:: PROBLEMS AND TASKS ::
a. The interview excerpt below names parallels between the HIV/AIDS and COVID-19 pandemics "from an historical perspective." List each of them.
b. Carry on the interview excerpt about the play and the two pandemics, starting right after its final line.

:: TEXT FOR ANALYSIS ::
Would you say that the psychological dimension of the HIV/AIDS pandemic shares any similarities with those we have seen amid COVID-19?

In our note in the playbill Jim and I quoted the common maxim that "history does not repeat itself, but it often rhymes." While the two pandemics are each best understood contextualized in their unique moments in history, the resonances between them are so striking. From an historical perspective, we had rapidly rising death rates (especially among minoritized communities), a president responding with ideology instead of reason, and even Anthony Fauci as the face of science. From a biological perspective, the two viruses share some interesting parallels, which we made metaphoric use of in the play (thanks to the help of a virologist colleague of mine!), and I've read this will likely catalyze work on HIV vaccines. There are resonances from a psychological perspective as well, but what strikes me the most, honestly is the ways in which the psychological lessons from AIDS didn't translate to COVID. Our play is very much about the need to come together in the face of a threat like a pandemic, which is something that really happened within the gay community in the 80s and 90s. In my perspective, one of the biggest tragedies of the COVID pandemic is that it ultimately became a force for polarization, not interdependence.

Should psychologists consider storytelling as they conduct research and communicate their findings? If so, what advice would you give them?

Ha! As a narrative researcher my first thought was "um, we are a narrative species, they don't really have a choice." And I do believe that: storytelling is the tool our species has evolved for navigating our very complex social niche, and it is an efficient and effective tool. So, we're always communicating about our lives through storytelling. That being said, I do think it's worth remembering that no one learns about your work until you communicate it, so learning to communicate well is a vital skill in science. I always say that my theater training was one of the most important aspects of my preparation for a career in academia. I learned how to think about who your audience is and how they will meet a certain story. I think psychologists would benefit from deep training in the arts and humanities for many, many reasons, but this is among them.

Many psychology students attended this production. What would you like them to take away from Reverse Transcription?

:: RECORDED INFORMATION ::
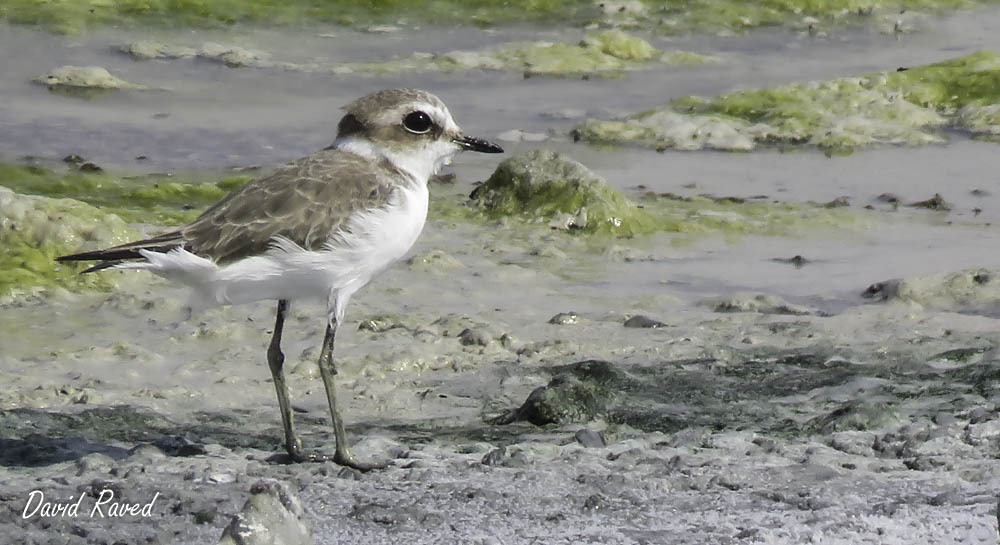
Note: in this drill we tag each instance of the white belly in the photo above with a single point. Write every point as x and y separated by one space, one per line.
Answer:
371 241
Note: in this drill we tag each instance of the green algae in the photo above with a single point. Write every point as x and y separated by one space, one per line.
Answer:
906 107
545 188
720 16
604 53
542 184
143 199
35 230
73 16
84 77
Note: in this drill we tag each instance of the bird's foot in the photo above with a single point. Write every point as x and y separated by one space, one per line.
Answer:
342 458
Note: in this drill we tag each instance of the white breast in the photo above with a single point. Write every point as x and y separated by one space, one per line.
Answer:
370 242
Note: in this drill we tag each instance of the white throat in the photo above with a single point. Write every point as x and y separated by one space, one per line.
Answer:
421 163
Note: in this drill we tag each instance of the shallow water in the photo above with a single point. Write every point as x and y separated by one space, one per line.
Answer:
212 117
419 392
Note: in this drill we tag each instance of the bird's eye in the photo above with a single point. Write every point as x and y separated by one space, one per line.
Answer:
418 122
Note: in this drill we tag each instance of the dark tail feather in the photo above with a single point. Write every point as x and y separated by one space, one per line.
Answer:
110 257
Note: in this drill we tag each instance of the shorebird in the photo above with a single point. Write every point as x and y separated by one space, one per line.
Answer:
320 227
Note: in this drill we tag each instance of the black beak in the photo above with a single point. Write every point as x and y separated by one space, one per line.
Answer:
477 144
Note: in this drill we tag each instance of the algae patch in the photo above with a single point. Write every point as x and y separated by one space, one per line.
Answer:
35 230
542 185
603 53
84 81
545 188
907 107
73 16
147 199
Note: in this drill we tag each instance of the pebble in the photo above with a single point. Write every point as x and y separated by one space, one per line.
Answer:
640 321
590 438
565 318
271 516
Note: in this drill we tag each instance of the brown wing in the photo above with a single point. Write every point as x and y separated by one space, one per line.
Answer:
305 201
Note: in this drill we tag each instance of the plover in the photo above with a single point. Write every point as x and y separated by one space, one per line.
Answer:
320 227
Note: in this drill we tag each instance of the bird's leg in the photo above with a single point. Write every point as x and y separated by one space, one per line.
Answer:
328 370
275 360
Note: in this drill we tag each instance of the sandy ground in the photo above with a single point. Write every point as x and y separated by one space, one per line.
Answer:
773 404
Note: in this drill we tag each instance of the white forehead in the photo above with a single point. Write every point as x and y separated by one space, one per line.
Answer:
436 110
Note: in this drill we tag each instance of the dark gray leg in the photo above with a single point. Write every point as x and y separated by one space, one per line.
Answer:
275 360
328 370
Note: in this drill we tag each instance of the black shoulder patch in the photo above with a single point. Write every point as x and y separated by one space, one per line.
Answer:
349 124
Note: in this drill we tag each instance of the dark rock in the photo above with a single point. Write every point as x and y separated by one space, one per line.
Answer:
179 445
494 457
839 202
936 202
565 318
641 321
590 438
797 260
474 337
578 393
595 502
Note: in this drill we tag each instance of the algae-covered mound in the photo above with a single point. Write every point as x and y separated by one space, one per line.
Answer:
86 77
147 199
906 107
73 16
35 230
548 187
601 53
971 290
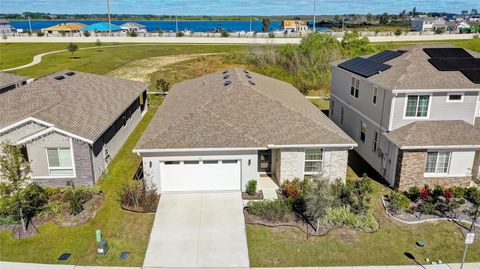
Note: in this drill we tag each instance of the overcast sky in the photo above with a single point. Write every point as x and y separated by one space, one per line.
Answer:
233 7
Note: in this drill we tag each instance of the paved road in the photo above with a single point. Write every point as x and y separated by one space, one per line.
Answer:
204 229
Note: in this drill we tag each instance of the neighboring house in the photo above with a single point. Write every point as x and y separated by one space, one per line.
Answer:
294 25
428 24
219 131
11 81
102 27
413 122
134 27
68 28
71 124
6 28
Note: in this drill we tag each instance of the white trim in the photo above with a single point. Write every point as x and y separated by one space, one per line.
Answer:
412 91
61 168
404 115
359 113
18 123
49 130
455 93
442 147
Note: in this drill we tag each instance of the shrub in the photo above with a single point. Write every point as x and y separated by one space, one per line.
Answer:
271 210
139 196
399 201
251 187
458 192
414 193
425 193
426 208
472 194
343 216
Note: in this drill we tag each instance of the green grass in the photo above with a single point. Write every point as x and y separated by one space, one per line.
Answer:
125 231
104 60
283 247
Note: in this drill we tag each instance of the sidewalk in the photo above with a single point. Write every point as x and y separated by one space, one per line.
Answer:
15 265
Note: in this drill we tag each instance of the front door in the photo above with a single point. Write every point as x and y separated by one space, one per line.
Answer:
264 160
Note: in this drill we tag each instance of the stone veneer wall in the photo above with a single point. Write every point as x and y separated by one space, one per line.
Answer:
410 172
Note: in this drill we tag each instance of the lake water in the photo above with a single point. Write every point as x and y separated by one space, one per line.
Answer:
196 26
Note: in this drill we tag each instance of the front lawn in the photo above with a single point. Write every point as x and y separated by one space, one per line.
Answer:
283 247
124 230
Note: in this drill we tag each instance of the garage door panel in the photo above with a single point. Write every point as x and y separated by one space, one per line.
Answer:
191 176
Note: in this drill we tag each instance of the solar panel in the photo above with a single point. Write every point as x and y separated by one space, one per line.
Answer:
363 67
455 64
473 75
385 56
455 53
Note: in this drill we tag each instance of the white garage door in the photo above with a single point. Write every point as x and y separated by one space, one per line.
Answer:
200 175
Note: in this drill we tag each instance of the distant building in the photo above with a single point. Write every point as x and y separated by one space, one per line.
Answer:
102 27
134 27
294 26
64 28
424 24
11 81
6 28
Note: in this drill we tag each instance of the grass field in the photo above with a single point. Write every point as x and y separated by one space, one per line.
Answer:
285 247
125 231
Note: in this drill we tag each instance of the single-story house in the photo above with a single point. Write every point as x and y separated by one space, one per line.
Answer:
219 131
102 27
64 28
11 81
134 27
71 124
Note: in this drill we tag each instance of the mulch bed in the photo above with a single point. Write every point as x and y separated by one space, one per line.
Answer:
90 209
257 196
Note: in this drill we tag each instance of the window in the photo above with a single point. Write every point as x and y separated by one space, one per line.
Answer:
455 98
375 142
375 94
437 162
313 161
363 131
417 106
342 113
354 88
59 162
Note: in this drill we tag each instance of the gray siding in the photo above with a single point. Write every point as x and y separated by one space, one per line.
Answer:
440 109
378 113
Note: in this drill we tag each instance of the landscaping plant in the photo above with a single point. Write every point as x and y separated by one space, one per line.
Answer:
251 187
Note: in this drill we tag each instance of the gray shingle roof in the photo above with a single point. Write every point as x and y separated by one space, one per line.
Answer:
83 104
435 134
9 79
203 113
412 71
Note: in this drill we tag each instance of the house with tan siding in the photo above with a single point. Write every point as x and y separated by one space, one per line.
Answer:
412 112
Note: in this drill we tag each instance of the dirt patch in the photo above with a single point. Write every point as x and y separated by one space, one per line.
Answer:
140 70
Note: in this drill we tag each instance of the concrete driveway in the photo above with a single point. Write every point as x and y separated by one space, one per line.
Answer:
204 229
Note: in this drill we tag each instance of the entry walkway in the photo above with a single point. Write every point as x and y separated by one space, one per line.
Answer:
203 229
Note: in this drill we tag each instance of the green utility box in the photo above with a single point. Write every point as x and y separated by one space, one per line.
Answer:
103 247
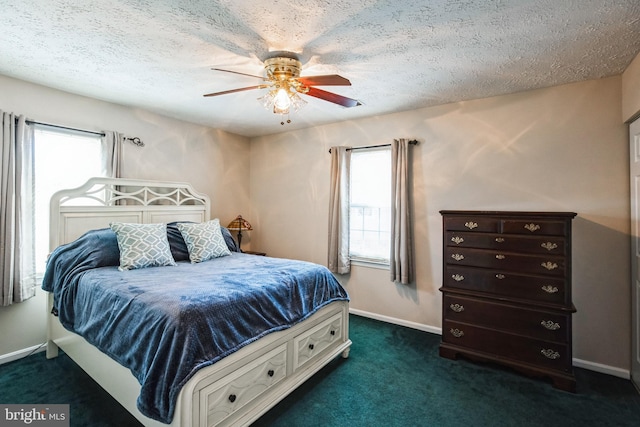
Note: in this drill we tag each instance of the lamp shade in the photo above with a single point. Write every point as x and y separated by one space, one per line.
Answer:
239 224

:: ANSWERS FOR THIS EXERCISE ::
a.
- Rapidly rising death rates, especially among minoritized communities
- A president responding with ideology instead of reason
- Anthony Fauci as the face of science

b.
Yes, I was thrilled that so many students were able to see the production—thank you, SPSP, for making that possible! I guess I have three takeaways for students: First, I hope our message about the need to come together in the face of adversity resonates. One of my favorite lines in the script is: "We can be different and be in this together, right? We can find ourselves in fellowship, not just through the fun house mirror that refracts us down to a singularity. Being unique and special and different is lonely. Fellowship takes real courage." I think there's so much emphasis these days on the ways in which we each have unique authority over our lived experiences. As a narrative identity researcher (and as one who has published case studies!) I certainly believe in the distinctiveness of each individual life, but I also believe that we lose something when we forget what unites us. Second, I hope students who saw the play remember that no story can represent all stories. Our play was very much focused on the lives of a small group of gay men from two generations. While I believe there are lessons that transcend these characters, the play doesn't aspire to tell all stories about all queer people. We have to welcome fiction as a portal into a very specific world, not one that is supposed to represent all people. I think that specificity is part of the power of fiction. And third, I hope that students will see that being an academic psychologist doesn't mean you have to only focus on academic psychology. There are so many activities worthy of our time and energy and I have always felt nourished by being engaged by multiple pursuits.